AIM OF THE EXERCISE:
When you write the records again, keep every line exactly as it was.

INPUT FOR THIS TASK:
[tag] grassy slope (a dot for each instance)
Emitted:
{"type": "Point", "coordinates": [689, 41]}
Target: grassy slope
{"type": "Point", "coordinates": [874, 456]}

COMPLETED EXERCISE:
[tag] grassy slope (a dot for each instance)
Emitted:
{"type": "Point", "coordinates": [689, 41]}
Target: grassy slope
{"type": "Point", "coordinates": [874, 456]}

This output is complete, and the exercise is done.